**LIST OF TASKS:**
a) Answer these from the post about truncated JSON output:
(i) What `max_tokens` value did the extraction pipeline use?
(ii) The extraction success rate dropped from what figure to what figure?
(iii) How did the downstream consumer treat the returned None?
b) Please extend the post about truncated JSON output, starting after its final sentence.

**TEXT UNDER STUDY:**
JSON mode silently truncates output and downstream parser eats the error

An extraction pipeline asked for structured JSON with `max_tokens: 1024`. For long documents the JSON object got cut off mid-field. The retry logic caught the parse error but logged it at DEBUG. Six weeks later we noticed the extraction success rate had silently dropped from 99% to 76%.

What happened

Document extraction agent. Prompt: "Return all entities as JSON: { people: [...], orgs: [...], locations: [...], dates: [...], events: [...] }". max_tokens: 1024, response_format: { type: "json_object" }.

For most documents the output fit in 1K tokens. For longer documents — research papers, multi-page contracts — the model produced perfectly-formed JSON for the first three fields, then ran out of token budget mid-array:

{
  "people": ["Alice Chen", "Bob Park", "Carol Singh"],
  "orgs": ["Acme Corp", "Beta Industries"],
  "locations": ["San Francisco", "Tokyo", "Berl

Output truncated. JSON parse failed. The wrapper logged:

except json.JSONDecodeError as e:
    logger.debug(f"Parse failed, retrying: {e}")
    return None

return None propagated up. Downstream the consumer treated None as "no entities found in this document" and continued. No metric was emitted for the failure.

Items in a dataset:
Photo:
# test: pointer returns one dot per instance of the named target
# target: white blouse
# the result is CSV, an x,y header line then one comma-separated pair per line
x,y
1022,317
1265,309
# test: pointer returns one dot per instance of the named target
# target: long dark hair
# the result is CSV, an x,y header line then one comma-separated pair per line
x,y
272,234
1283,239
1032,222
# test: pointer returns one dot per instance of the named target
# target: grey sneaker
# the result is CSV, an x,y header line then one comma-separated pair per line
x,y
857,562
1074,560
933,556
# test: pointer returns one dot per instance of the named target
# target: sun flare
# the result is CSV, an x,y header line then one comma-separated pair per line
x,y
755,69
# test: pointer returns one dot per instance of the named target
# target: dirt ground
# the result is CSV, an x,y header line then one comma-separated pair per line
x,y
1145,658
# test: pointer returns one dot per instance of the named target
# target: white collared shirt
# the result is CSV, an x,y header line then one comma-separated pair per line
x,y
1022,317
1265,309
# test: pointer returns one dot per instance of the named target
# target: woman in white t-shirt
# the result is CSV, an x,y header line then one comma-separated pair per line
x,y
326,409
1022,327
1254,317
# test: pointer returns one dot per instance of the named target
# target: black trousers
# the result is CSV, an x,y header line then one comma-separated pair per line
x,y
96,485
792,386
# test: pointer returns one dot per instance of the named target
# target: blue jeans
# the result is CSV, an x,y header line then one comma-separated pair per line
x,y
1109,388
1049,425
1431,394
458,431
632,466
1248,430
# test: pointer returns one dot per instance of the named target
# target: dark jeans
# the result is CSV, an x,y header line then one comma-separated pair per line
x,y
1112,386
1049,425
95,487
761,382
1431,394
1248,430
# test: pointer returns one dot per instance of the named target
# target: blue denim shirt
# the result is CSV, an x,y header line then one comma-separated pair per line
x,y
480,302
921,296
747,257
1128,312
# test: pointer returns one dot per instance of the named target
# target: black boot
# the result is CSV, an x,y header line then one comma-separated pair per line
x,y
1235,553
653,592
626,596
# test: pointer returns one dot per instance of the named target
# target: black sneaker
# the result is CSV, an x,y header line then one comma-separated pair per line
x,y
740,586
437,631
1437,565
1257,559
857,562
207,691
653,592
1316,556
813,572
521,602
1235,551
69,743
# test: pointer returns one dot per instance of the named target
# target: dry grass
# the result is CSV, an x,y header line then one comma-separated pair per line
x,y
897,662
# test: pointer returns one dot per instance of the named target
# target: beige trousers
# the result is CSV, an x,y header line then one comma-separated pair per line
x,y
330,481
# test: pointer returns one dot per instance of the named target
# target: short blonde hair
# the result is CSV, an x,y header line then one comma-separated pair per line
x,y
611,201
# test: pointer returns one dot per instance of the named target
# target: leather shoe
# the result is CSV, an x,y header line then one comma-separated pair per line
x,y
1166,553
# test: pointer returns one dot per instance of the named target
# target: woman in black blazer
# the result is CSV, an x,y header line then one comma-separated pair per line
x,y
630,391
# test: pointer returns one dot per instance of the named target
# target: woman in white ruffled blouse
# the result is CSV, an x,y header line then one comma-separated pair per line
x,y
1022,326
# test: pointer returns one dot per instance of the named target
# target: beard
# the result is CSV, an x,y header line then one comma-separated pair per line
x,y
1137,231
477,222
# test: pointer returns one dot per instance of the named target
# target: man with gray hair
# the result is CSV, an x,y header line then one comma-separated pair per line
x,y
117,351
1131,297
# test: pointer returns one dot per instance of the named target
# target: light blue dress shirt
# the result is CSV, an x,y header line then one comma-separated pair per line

**TASK RESPONSES:**
a)
(i) 1024
(ii) From 99% to 76%
(iii) As "no entities found in this document," and it continued

b)
Diagnosis

Three failures stacked:

1. max_tokens too low for the worst case. 1024 was sized against the median document, not the p99.

2. json_object mode without a schema doesn't give finish-reason guarantees. The API returned finish_reason: "length" (i.e. truncated), but the wrapper didn't check it before parsing.

3. DEBUG-level logging on a parse error. Should have been WARN or ERROR with a metric counter.

The fix

def extract(doc):
    response = client.chat.completions.create(
        model="gpt-4o",
        messages=[{"role": "user", "content": doc}],
        response_format={"type": "json_object"},
      max_tokens=1024,
+       max_tokens=4096,
    )
    msg = response.choices[0]
+   if msg.finish_reason == "length":
+       logger.error("Output truncated", extra={"doc_id": doc.id})
+       metrics.increment("extraction.truncated")
+       raise TruncatedOutputError(doc.id)
+
    try:
        return json.loads(msg.message.content)
    except json.JSONDecodeError as e:
      logger.debug(f"Parse failed: {e}")
      return None
+       logger.error("Malformed JSON", extra={"doc_id": doc.id, "raw": msg.message.content[:500]})
+       metrics.increment("extraction.malformed")
+       raise

Plus, switched to structured output mode (response schema) where supported, which guarantees parseable output:

response_format={
    "type": "json_schema",
    "json_schema": {
        "name": "entities",
        "strict": True,
        "schema": EntitySchema.model_json_schema(),
    },
}

After fix + reprocessing: extraction rate restored to 99.2%, and the team has alerts on the new metrics.

Takeaway

Always check finish_reason before parsing model output. Always emit metrics on parse failures, never just log-and-swallow. And prefer schema-guided structured output over loose json_object mode — the API will refuse to truncate mid-object.